- INSTRUCTIONS FOR THE TASK: Return all of the data exactly as given.

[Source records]
################
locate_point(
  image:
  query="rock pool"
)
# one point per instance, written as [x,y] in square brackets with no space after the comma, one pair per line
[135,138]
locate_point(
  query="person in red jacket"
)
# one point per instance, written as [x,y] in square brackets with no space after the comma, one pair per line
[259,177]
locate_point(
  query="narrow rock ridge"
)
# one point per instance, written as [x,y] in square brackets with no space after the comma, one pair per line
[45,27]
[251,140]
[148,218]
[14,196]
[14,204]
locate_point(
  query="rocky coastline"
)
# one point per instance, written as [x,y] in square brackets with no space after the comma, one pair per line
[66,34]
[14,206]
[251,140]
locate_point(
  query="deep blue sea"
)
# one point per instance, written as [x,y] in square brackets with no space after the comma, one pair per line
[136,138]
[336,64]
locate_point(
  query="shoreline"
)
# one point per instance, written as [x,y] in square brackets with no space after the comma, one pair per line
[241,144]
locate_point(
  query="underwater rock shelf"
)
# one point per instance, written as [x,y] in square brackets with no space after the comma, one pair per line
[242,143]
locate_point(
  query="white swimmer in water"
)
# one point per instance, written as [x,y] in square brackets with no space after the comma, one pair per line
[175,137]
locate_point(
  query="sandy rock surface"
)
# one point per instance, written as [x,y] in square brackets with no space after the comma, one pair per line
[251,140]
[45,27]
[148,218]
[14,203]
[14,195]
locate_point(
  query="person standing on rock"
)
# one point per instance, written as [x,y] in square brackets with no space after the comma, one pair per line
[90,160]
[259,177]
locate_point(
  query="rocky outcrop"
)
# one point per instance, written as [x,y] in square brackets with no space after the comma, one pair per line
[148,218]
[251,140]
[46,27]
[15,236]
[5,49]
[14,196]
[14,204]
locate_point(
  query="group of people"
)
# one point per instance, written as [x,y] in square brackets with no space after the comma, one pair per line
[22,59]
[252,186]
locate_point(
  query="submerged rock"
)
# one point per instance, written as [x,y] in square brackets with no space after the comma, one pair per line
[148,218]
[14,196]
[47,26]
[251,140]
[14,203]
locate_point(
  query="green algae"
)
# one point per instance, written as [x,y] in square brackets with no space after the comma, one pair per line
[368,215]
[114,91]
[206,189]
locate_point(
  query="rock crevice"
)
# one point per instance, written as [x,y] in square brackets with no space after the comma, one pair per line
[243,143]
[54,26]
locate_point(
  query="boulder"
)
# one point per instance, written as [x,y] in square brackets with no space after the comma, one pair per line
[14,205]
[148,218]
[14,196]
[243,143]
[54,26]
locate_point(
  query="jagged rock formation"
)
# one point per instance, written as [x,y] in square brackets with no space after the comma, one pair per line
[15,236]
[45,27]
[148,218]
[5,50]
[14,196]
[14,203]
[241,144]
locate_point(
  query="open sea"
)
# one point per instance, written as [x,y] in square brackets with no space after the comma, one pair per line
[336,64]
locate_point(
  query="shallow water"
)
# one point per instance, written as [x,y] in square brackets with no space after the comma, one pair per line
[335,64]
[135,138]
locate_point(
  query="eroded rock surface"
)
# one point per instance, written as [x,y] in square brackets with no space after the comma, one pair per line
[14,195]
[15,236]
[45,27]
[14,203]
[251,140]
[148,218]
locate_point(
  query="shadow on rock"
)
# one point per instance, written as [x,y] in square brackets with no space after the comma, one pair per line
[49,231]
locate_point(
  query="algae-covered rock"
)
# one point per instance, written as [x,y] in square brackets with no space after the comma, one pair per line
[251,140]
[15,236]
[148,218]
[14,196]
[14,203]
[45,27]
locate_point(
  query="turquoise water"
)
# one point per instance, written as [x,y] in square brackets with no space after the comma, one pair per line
################
- WRITTEN ANSWER:
locate_point(
  image:
  query="rock pool"
)
# one point per instance, written as [x,y] in square brackets with no space after the comma, one pair per line
[135,138]
locate_point(
  query="person in red jacket"
)
# one point per instance, written as [x,y] in square brackets with no space after the comma, one pair per line
[259,177]
locate_point(
  query="narrow rock ridge"
)
# one point per instance, written as [x,y] in square brackets with no space after the comma, one pair per line
[45,27]
[251,140]
[148,218]
[14,196]
[14,204]
locate_point(
  query="rocky coastline"
)
# one point per instance, written as [x,y] in square brackets with no space after the comma, one pair per line
[66,34]
[14,206]
[251,140]
locate_point(
  query="deep blue sea"
)
# one point per instance, written as [x,y] in square brackets with no space after the comma, one pair per line
[136,138]
[336,64]
locate_point(
  query="shoreline"
)
# one point per instance, written as [x,y] in square brackets with no space after the comma, one pair per line
[241,144]
locate_point(
  query="underwater rock shelf"
)
# one point per instance, written as [x,y] in square brackets with no space after the comma, one pair per line
[242,143]
locate_point(
  query="white swimmer in water"
)
# one point per instance, written as [x,y] in square brackets with no space after the comma, one pair per line
[175,137]
locate_point(
  query="sandy rock surface"
)
# one point per instance, written as [x,y] in square brackets with no space after the comma, one pair per line
[251,140]
[45,27]
[148,218]
[14,203]
[14,195]
locate_point(
  query="person standing on rock"
)
# one point per instance, written as [x,y] in square brackets with no space after the comma, one pair per line
[90,160]
[259,177]
locate_point(
  query="rocky outcrop"
)
# one point per instance, written as [x,y] in square brackets with no space after the comma, one pair per line
[148,218]
[251,140]
[46,27]
[15,236]
[5,49]
[14,196]
[14,204]
locate_point(
  query="group of people"
)
# one point per instance, written as [x,y] in square brackets with no space after the comma, one pair per line
[22,59]
[252,186]
locate_point(
  query="submerged rock"
)
# one point per instance, written as [x,y] in square brackets with no space after the comma, one pair per line
[148,218]
[14,196]
[47,26]
[251,140]
[14,203]
locate_point(
  query="green algae"
)
# one point per instance, written as [x,y] in square brackets with no space after the comma, one pair per line
[368,215]
[114,91]
[206,189]
locate_point(
  query="rock crevice"
)
# one point per instance, written as [x,y] in square brackets with no space after the comma, one pair per line
[243,143]
[54,26]
locate_point(
  query="boulder"
)
# one point per instance, written as [x,y] in square brackets with no space after the comma, one pair per line
[14,205]
[148,218]
[14,196]
[243,143]
[54,26]
locate_point(
  query="jagged rock formation"
)
# one point per instance, written as [x,y] in square brackets with no space after the comma, one pair per line
[15,236]
[45,27]
[148,218]
[5,50]
[14,196]
[14,203]
[241,144]
locate_point(
  query="open sea"
)
# one point per instance, written as [x,y] in square brackets with no space after the comma, one pair per line
[336,64]
locate_point(
  query="shallow water"
)
# one point per instance, written as [x,y] in square brackets with no space after the comma, one pair per line
[335,64]
[135,138]
locate_point(
  query="eroded rock surface"
)
# one point per instance, written as [x,y] in square brackets with no space after the comma, one pair per line
[14,195]
[15,236]
[45,27]
[14,203]
[251,140]
[148,218]
locate_point(
  query="shadow on rock"
)
# one point per instance, written as [x,y] in square brackets with no space after the comma, one pair per line
[49,231]
locate_point(
  query="algae-covered rock"
)
# one point per instance, written as [x,y] in square brackets with no space after the comma, one pair per line
[251,140]
[15,236]
[148,218]
[14,196]
[14,203]
[45,27]
locate_point(
  query="turquoise water"
)
# one point per instance, written as [x,y] in square brackets with no space after the comma, one pair per line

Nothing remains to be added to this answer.